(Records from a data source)
## start
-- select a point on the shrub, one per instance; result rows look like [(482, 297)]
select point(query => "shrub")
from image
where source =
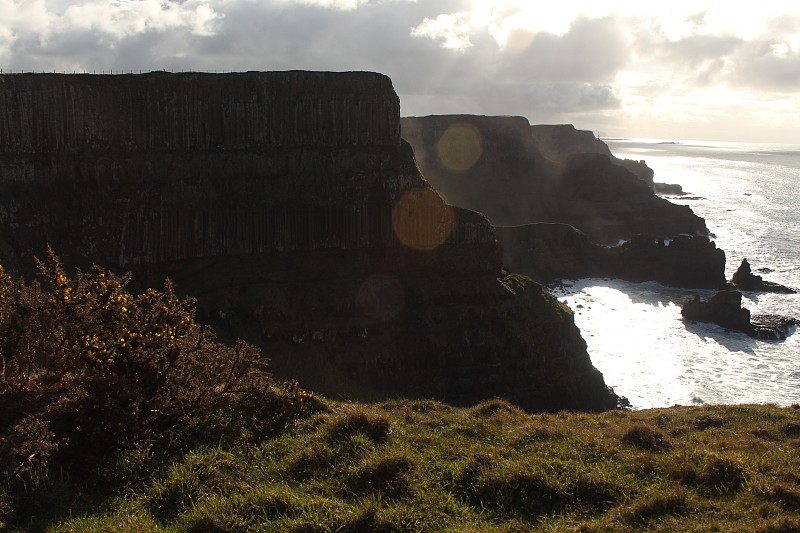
[(89, 368)]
## end
* REQUIREMENTS
Rewrite every line of the items above in full. Multiply only the coordinates in the answers by 0.4 and round each result to a whole number, with halves rounded up. Leave all other numbers unchanged, and leave the pictures out of your reply.

* FINAL RESULT
-- select a point on the shrub, one per instance; result rows look like [(482, 297)]
select point(query => "shrub")
from image
where source =
[(36, 147)]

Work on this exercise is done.